Given task
Answer these questions using the article on Dial Corp. below:
1. How much debt did Malcolm Jozoff's acquisitions leave the company with?
2. How many years did Herb Baum spend at Campbell Soup?
3. Which former Quaker CFO did Baum recruit as an advisor?

Chief Executive, The, April, 2002 by C.J. Prince

As a Dial Corp. board member, Herb Baum was not surprised to learn in August 2000 that the board was planing to oust CEO Malcolm Jozoff. Jozoff made numerous acquisitions that saddled the company with nearly $660 million in debt, not exactly pocket change for a company with $1.6 billion in revenues. Those acquisitions combied with a stock buyback program--in which the company purchased $190 million of its own shares at an average price of $19, while the stock had dwindled to $11--put Dial's debt-to-cap ratio at a whopping 67 percent. Jozoff had also started up cash-burning businesses in Latin America and Mexico that never really fit in with the company's overall strategy. Worse, in an effort to make its sales numbers look better, Dial had been "stuffing the channel," or using promotions to encourage retailers to stock up on Dial products, which led to an earnings shortfall in 2000.

By the time Dial announced it would miss earnings expectations for a third consecutive quarter, the board had had it. But when they asked Baum to save the foundering consumer products company, they caught him a bit off guard. He was in the middle of a three-year contract as president and COO of Pawtucket, R.I.-based Hasbro, helping its CEO Alan Hassenfeld cope with the toy company's troubles, and hadn't planned to change jobs so soon.

But Baum was a natural fit. He boasted lengthy consumer goods experience during his 15 years at Campbell Soup. And he had proven his turnaround talents as CEO of Quaker, where sales more than doubled and operating earnings grew seven-fold before he sold the company to Penzoil for a tidy profit to shareholders.

Having been a director at Dial for the previous three years, Baum knew he'd have to untangle a financial mess and somehow restore investor confidence, which Dial's former management had depleted along with its cash reserves. The company's stock price had plummeted 64 percent over the previous year, as had employee morale.

But like other turnaround adventure-seekers, Baum saw opportunity where more conventional CEOs might have seen a prescription for failure. He also saw a chance to leave the unpredictable world of toy marketing--and a position as Hassenfeld's No. 2 -- and return to his first love, consumer packaged goods, this time as CEO.

Hasbro was not as eager to release Baum from his three-year contract. "There was a big fight," recalls the soft-spoken CEO, which his lawyers finally won. Baum and his wife Karen -- who had coincidentally just sold their Scottsdale vacation home located just a few blocks from Dial's headquarters -- found an apartment nearby and Baum moved into Dial's corner office.

The plan for rebuilding

His two-part mission: To spruce up the 52-year-old soap maker enough to make it attractive to potential buyers -- and to help it survive as an independent company in the event that no suitors emerge. He introduced a four-part plan, known by the acronym SFX01, to make that happen. It called for stabilizing Dial's core businesses--soap, laundry detergent, air freshener and canned meat divisions -- fixing marginal businesses or jettisoning them, exploring all options, and completing an evaluation for shareholders and analysts in 2001. to ensure the company was on track.

He recruited trusted advisors, including his former CFO at Quaker, Rad Conrad. They did not need to look far to find Dial's top three underperformers: the specialty/personal care product business, which it has since sold, and its operations in Mexico--part of a joint venture with German company Henkel--and in Argentina. All three combined to lose 40 cents a share in the first six months of 2000. Baum was able to dissolve the Henkel partnership, but the climate in Argentina has kept buyers away, forcing the company to consolidate operations there instead.

Entries from an annotation dataset

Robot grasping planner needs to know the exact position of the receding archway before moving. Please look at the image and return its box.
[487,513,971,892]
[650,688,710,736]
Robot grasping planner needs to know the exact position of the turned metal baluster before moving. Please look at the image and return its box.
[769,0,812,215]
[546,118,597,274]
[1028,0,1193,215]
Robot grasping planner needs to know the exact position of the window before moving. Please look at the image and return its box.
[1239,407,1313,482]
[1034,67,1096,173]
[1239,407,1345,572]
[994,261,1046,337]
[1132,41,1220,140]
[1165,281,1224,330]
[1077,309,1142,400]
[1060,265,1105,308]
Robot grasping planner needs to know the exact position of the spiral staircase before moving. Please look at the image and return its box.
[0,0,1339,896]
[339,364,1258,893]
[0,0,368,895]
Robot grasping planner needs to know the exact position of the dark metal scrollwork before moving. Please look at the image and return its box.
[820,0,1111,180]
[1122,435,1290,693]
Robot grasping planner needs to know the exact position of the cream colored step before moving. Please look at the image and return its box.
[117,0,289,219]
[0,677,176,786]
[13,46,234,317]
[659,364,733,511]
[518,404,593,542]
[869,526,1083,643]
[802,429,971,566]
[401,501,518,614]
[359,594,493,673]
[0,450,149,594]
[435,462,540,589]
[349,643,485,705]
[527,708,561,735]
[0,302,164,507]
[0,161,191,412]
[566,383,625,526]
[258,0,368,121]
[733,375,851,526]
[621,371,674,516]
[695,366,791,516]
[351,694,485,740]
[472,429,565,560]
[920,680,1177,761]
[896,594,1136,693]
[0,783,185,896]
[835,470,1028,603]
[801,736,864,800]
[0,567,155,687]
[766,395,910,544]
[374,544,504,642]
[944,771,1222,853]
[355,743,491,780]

Reply to the exercise
1. Nearly $660 million.
2. 15 years.
3. Rad Conrad.